### Page excerpt:
Background and purpose

Cognitive impairment is common in Parkinson's disease (PD), even in the early stages. We aimed to assess the relationship between insulin-like growth factor-1 (IGF-1) and cognitive functions in early, drug-naïve patients with PD.


Serum IGF-1 was measured in 65 early, drug-naïve patients with PD that underwent a complete neuropsychological battery at baseline and after 2 years. Linear regression analysis was used to evaluate the relationships between neuropsychological scores and IGF-1. Repeated-measures anova was applied to assess changes in neuropsychological variables over time.


At baseline, IGF-1 levels were related to phonological fluency. At follow-up, IGF-1 levels were associated with the Rey auditory verbal learning test (RAVLT) – immediate and delayed recall, Frontal Assessment Battery, verbal span and Benton judgement of the line orientation test. Patients with low IGF-1 levels at baseline showed a significantly faster decline of performances than patients with high IGF-1 levels on immediate and delayed recall of the RAVLT and interference task of the Stroop test.


Low serum IGF-1 levels are related to poor performance on executive tasks in early, drug-naïve patients with PD, and may predict poor performance on attention/executive and verbal memory tasks after a 2-year follow-up.

### Work to be completed:
In the Parkinson's disease study abstract, how many patients had their serum IGF-1 measured?

### The data:
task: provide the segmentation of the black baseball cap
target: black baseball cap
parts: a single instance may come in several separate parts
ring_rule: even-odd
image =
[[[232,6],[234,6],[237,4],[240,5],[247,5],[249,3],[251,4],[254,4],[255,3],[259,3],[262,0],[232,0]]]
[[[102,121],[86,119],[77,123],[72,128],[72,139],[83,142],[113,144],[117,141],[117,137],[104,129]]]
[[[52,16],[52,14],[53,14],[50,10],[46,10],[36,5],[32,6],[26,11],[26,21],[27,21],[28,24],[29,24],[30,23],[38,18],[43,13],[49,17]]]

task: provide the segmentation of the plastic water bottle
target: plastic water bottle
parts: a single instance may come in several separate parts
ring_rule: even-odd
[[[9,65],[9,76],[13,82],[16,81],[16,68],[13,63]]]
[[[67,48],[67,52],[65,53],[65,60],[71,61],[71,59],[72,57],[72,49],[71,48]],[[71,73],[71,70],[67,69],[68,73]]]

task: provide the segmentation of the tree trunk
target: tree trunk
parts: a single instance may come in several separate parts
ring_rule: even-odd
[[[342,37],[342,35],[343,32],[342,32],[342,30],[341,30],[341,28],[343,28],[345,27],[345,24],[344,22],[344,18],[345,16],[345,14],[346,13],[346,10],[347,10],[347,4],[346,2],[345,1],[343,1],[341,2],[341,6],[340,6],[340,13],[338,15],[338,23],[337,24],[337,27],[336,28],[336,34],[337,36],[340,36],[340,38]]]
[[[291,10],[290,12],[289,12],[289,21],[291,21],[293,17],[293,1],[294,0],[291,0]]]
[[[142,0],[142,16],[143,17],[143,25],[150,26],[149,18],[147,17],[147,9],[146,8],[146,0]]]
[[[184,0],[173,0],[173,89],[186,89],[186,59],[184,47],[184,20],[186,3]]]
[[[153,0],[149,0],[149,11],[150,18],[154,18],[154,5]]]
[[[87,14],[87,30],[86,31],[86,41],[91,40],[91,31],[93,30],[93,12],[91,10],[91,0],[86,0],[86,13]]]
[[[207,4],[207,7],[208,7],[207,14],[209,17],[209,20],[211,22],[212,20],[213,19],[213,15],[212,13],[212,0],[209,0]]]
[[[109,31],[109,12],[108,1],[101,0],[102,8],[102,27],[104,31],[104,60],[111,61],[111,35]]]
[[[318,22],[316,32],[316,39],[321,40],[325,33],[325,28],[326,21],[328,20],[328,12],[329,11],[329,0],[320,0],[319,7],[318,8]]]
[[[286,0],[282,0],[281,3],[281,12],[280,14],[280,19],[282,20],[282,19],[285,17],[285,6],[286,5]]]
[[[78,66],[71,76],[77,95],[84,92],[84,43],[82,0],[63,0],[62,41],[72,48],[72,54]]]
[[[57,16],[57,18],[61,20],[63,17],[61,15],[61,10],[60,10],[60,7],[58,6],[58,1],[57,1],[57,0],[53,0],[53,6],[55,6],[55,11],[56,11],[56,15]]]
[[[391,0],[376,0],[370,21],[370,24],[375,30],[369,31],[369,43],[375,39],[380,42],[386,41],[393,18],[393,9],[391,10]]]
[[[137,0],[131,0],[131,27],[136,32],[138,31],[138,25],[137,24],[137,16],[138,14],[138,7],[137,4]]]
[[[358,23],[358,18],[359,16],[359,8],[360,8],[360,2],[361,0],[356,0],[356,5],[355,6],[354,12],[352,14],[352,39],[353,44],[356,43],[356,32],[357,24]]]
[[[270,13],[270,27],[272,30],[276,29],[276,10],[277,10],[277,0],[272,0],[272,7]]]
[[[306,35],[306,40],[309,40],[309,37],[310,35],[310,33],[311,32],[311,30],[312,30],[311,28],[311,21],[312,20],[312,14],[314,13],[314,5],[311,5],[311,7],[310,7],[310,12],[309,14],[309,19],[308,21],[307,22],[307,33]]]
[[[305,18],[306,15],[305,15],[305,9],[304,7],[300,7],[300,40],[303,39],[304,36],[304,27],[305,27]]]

### Written answer:
65 early, drug-naïve patients with PD.